[Location identification items]

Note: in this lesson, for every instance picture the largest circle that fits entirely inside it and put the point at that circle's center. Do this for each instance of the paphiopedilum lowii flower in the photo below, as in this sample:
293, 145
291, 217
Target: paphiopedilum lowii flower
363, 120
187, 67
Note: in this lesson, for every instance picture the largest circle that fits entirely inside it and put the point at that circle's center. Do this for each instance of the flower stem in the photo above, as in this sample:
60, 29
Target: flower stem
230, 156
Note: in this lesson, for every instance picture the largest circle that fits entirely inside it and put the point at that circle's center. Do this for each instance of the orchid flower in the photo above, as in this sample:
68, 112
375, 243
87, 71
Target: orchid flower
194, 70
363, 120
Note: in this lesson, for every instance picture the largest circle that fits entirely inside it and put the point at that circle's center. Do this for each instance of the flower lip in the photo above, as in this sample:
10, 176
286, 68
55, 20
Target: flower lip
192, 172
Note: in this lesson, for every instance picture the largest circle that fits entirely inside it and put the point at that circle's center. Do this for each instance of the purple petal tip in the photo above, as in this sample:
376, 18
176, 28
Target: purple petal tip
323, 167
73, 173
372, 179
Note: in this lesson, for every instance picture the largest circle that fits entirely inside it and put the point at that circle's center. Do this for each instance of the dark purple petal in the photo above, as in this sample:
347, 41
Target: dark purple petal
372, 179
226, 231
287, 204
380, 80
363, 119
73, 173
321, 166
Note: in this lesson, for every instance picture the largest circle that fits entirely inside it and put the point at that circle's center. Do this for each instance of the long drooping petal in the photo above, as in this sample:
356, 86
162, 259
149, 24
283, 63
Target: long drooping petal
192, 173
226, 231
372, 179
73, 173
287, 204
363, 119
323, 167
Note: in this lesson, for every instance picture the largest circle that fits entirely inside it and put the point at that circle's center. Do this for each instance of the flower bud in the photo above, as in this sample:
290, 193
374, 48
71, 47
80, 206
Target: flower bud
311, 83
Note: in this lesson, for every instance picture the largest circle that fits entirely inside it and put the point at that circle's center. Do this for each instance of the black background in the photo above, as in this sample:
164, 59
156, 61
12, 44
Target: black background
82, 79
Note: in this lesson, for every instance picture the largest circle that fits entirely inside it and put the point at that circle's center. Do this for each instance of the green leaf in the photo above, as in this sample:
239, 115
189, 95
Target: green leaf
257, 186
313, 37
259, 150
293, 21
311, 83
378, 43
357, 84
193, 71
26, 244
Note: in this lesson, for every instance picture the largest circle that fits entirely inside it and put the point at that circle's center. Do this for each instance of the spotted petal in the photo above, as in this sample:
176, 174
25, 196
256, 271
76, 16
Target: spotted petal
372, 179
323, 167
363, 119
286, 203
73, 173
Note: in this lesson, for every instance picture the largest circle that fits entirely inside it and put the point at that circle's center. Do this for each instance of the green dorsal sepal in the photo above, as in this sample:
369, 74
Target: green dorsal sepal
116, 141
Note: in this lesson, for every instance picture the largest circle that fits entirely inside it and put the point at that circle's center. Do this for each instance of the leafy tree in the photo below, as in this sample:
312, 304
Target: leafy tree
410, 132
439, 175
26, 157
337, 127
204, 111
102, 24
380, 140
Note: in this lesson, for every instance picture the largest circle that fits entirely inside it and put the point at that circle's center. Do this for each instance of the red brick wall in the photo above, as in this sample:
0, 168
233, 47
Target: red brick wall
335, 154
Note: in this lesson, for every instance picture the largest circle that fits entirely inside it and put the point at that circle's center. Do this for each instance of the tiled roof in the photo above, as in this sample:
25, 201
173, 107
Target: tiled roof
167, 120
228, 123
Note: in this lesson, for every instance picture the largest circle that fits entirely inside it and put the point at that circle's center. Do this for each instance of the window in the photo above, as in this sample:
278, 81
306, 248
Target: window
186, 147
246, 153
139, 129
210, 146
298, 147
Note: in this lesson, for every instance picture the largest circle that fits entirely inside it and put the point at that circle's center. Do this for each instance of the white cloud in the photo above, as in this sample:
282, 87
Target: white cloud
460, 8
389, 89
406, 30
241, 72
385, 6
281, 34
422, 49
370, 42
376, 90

(What the task asks) Lay out everything from the line containing "of the leafy" down to the end of the records as a JSON list of strings, one string per line, leaving out any blank lines.

(Exercise answer)
[
  "Note: in this lesson, for every instance picture the largest circle that fits entirely inside it and put the point at that circle's center. Do this for each instance of the leafy tree in the photo below, as in this sample:",
  "312, 304",
  "Target: leafy tree",
  "410, 132",
  "439, 175",
  "26, 157",
  "337, 127",
  "204, 111",
  "102, 24",
  "380, 140",
  "Note: in this lesson, for every instance picture the largest circle that fits entirely inside it and put the point at that circle's center. Do this for each instance of the red brick wall in the photo above, as in this sample:",
  "0, 168",
  "233, 47",
  "Target: red brick wall",
  "335, 154",
  "Note: in this lesson, for every instance picture the largest circle that fits entirely inside it and put the point at that circle's center. Do this for each instance of the tiled roof in the photo above, as in this sample:",
  "25, 201",
  "173, 107",
  "Target: tiled roof",
  "167, 120",
  "228, 123",
  "Note: in this lesson, for every instance picture the largest circle that fits entirely inside it and put the point at that circle's center. Do this for each instance of the window in the photo above, as in this sample:",
  "278, 81",
  "306, 248",
  "Target: window",
  "186, 147",
  "246, 153",
  "139, 129",
  "210, 146",
  "298, 147",
  "Note: in this lesson, for every instance picture the largest circle that fits entirely inside it and put the point at that circle's center. Do this for each instance of the white cloud in the photo above, as in this sample:",
  "282, 87",
  "Target: white cloud",
  "460, 8",
  "389, 89",
  "406, 30",
  "241, 72",
  "385, 6",
  "281, 34",
  "422, 49",
  "370, 42",
  "376, 90"
]